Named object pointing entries

════════════════

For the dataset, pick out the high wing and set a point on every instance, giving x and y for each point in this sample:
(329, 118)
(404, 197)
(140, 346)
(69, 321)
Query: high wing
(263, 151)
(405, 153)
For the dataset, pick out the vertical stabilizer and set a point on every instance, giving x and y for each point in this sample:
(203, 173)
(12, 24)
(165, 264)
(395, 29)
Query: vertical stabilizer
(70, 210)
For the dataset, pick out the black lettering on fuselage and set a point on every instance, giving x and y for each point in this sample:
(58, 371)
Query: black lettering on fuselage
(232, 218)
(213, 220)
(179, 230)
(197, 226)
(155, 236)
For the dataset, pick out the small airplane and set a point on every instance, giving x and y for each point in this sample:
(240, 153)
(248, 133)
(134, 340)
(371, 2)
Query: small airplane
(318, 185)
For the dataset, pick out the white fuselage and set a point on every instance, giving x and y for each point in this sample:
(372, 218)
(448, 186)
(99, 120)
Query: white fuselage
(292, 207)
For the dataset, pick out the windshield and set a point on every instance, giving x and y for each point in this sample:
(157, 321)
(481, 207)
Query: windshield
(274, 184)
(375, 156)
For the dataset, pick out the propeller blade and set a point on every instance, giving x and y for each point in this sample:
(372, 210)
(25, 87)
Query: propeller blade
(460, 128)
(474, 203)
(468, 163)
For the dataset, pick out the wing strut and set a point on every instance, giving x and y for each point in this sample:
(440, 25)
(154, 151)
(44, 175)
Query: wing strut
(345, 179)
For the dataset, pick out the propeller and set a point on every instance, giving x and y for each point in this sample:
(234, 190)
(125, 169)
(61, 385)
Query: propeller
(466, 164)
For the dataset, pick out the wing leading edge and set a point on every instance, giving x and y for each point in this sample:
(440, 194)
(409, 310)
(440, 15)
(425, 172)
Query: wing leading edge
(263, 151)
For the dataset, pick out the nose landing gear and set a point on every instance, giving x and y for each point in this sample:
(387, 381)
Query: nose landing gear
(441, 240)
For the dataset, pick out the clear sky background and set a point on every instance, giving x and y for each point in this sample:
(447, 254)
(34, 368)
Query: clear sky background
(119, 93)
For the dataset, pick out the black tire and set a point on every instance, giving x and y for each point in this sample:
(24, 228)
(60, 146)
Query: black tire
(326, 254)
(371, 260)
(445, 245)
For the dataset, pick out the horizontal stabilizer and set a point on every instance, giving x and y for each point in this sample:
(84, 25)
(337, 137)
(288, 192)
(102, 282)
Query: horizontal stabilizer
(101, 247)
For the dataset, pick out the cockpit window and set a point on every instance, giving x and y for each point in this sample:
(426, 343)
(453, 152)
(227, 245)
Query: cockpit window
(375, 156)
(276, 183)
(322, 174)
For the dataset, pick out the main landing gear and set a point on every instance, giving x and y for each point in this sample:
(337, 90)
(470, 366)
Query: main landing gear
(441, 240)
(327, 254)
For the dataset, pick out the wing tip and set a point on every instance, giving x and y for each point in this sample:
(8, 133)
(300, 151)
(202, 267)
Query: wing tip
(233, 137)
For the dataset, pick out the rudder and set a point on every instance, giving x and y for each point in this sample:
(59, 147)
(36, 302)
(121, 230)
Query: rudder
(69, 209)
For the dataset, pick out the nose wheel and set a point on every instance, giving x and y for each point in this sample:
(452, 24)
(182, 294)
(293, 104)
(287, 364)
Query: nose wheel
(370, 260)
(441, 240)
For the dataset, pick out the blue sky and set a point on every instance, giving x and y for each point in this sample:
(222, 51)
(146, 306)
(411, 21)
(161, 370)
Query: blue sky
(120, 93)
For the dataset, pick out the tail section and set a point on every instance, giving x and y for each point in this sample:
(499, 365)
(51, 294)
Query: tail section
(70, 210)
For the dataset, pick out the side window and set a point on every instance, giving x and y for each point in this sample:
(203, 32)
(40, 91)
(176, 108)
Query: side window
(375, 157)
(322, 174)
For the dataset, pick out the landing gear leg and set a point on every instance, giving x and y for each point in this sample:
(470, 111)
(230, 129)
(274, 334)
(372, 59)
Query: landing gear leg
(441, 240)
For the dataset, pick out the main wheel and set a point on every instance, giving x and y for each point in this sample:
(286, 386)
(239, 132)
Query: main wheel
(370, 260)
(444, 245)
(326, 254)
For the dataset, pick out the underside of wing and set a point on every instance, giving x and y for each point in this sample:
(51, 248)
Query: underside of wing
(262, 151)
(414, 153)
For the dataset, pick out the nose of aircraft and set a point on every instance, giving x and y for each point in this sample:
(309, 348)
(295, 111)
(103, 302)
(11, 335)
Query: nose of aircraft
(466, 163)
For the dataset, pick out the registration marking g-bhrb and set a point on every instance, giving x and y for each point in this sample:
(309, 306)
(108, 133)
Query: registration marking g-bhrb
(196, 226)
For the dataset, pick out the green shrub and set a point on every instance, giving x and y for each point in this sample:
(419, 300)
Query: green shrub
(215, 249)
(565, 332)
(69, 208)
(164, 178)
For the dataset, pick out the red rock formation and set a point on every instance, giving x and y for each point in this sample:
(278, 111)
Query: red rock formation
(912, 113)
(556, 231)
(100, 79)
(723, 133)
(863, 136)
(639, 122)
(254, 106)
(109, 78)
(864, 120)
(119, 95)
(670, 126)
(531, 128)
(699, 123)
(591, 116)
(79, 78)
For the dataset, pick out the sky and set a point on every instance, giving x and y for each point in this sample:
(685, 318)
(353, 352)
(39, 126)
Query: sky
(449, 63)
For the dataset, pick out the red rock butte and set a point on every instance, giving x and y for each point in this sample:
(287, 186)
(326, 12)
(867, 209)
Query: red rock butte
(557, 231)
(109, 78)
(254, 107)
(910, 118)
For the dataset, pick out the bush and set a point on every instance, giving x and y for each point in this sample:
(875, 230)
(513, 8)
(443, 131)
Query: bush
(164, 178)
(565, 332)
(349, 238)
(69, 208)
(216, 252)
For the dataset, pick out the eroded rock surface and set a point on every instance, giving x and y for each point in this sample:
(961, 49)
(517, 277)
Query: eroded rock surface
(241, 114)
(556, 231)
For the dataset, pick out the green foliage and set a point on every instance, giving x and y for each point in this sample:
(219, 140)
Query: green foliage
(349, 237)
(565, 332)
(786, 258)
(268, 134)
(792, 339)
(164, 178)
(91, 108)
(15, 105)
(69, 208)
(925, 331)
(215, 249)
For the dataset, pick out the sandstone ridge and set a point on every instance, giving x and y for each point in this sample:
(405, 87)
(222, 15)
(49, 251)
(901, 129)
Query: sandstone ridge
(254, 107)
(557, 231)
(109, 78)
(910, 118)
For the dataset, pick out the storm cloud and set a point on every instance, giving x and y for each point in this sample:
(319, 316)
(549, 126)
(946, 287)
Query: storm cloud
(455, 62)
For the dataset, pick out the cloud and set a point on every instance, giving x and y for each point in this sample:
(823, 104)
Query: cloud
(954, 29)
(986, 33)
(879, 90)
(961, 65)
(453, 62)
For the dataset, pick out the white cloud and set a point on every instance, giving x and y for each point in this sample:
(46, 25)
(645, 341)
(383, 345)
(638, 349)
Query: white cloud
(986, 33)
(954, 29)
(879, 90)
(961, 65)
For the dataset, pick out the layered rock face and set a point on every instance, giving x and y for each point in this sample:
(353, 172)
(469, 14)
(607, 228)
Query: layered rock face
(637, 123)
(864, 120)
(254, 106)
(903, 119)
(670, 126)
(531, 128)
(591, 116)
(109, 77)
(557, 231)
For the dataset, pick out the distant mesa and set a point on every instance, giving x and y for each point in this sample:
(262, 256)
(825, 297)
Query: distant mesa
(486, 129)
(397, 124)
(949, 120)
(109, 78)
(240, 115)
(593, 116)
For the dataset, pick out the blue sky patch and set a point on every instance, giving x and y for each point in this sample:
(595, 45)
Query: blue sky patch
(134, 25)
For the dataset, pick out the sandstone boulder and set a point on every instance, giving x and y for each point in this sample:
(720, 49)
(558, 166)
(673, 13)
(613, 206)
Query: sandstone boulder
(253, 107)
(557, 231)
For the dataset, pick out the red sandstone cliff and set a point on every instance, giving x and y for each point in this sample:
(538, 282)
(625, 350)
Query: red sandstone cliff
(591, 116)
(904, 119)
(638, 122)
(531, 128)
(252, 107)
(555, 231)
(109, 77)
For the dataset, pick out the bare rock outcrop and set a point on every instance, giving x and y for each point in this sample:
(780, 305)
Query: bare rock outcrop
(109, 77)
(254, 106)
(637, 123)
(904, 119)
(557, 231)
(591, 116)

════════════════

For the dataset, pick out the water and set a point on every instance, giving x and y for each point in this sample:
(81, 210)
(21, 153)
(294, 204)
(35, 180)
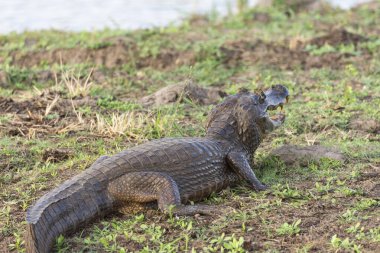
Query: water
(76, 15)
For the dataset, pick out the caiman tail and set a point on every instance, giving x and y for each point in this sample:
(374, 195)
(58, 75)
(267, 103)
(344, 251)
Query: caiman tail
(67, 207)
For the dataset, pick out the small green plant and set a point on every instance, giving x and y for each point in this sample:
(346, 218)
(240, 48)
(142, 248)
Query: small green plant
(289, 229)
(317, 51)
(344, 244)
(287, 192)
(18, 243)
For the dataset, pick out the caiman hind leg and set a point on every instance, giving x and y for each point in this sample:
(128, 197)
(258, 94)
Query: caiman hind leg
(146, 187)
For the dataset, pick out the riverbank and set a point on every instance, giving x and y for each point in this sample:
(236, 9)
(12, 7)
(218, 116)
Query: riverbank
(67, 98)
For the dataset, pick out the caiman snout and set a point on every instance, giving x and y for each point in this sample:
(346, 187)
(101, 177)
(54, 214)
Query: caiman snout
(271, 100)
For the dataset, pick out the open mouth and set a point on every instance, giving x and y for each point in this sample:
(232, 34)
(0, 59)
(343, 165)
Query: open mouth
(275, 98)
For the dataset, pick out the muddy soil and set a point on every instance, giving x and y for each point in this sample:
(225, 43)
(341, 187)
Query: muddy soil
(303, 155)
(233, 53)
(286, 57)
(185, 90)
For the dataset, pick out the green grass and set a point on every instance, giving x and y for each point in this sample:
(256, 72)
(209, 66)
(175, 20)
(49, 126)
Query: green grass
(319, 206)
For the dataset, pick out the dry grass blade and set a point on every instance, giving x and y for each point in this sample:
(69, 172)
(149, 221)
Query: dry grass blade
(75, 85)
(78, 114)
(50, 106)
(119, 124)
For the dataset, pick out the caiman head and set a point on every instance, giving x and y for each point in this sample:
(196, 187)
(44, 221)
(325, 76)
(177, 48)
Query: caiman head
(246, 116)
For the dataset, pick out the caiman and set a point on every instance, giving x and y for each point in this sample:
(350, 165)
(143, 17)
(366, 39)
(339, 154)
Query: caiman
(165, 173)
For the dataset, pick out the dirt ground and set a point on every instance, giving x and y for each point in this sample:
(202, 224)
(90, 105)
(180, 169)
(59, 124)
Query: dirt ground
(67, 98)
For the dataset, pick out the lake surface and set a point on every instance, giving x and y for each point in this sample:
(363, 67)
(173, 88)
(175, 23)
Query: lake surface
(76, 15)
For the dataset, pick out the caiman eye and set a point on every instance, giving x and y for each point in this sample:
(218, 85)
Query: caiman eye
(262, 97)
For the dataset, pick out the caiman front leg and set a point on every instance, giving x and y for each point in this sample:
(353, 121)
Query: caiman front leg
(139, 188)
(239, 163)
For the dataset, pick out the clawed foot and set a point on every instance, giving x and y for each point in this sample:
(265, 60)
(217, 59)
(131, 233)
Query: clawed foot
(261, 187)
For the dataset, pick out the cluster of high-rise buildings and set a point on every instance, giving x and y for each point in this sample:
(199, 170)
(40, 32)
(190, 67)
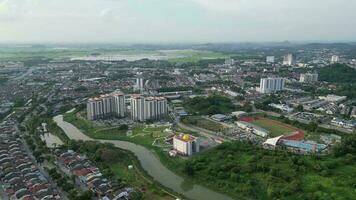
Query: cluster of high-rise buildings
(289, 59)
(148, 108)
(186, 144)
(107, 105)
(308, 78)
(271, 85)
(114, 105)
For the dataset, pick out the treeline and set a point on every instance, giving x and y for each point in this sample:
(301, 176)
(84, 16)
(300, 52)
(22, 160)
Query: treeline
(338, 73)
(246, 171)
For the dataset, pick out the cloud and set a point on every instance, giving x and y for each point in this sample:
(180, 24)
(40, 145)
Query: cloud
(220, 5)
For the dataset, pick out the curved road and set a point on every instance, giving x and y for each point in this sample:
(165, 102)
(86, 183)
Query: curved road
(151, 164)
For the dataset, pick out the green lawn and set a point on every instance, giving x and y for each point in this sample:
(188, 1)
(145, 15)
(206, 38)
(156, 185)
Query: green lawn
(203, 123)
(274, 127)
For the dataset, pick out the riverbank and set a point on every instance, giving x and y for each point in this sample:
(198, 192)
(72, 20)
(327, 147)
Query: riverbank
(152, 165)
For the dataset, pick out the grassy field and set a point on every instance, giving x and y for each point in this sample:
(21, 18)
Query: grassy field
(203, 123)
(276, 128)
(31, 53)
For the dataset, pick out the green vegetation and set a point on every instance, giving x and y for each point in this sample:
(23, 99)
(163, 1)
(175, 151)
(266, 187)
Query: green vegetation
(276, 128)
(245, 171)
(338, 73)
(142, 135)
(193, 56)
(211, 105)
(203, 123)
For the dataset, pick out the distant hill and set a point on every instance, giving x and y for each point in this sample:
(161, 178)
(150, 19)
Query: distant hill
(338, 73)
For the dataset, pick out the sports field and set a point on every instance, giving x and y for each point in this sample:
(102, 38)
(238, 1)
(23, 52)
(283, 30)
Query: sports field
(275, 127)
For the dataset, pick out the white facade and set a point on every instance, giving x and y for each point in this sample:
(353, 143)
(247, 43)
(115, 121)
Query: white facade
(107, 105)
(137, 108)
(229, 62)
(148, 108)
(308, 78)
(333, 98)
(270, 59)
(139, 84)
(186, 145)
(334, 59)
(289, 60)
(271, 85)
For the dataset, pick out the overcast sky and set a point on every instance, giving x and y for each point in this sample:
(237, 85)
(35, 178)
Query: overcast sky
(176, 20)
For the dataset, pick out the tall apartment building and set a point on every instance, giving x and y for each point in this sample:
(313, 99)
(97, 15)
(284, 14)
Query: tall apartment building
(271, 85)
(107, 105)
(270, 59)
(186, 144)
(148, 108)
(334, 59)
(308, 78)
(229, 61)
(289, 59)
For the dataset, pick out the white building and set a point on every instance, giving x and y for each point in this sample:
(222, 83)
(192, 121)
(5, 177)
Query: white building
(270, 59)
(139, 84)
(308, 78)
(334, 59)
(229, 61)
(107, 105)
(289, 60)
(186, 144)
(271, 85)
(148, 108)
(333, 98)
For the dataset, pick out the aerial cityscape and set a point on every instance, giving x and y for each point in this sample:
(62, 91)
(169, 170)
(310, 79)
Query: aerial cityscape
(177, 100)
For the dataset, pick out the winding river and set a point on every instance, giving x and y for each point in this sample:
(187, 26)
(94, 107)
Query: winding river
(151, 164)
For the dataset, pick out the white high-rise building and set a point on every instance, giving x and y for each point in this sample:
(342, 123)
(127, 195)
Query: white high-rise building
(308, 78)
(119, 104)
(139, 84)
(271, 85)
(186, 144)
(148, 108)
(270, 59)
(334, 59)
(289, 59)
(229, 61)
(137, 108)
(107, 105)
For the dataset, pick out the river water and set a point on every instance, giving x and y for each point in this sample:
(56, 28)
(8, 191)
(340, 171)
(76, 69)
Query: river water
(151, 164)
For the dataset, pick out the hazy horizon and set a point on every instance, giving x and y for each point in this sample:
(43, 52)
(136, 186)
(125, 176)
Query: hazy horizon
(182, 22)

════════════════

Locate each line in the material above that contains the string "rudder", treating case as significant, and copy those lines.

For the dataset, pick out the rudder and set a point on every instance, giving x and y for each point in this sample:
Query: rudder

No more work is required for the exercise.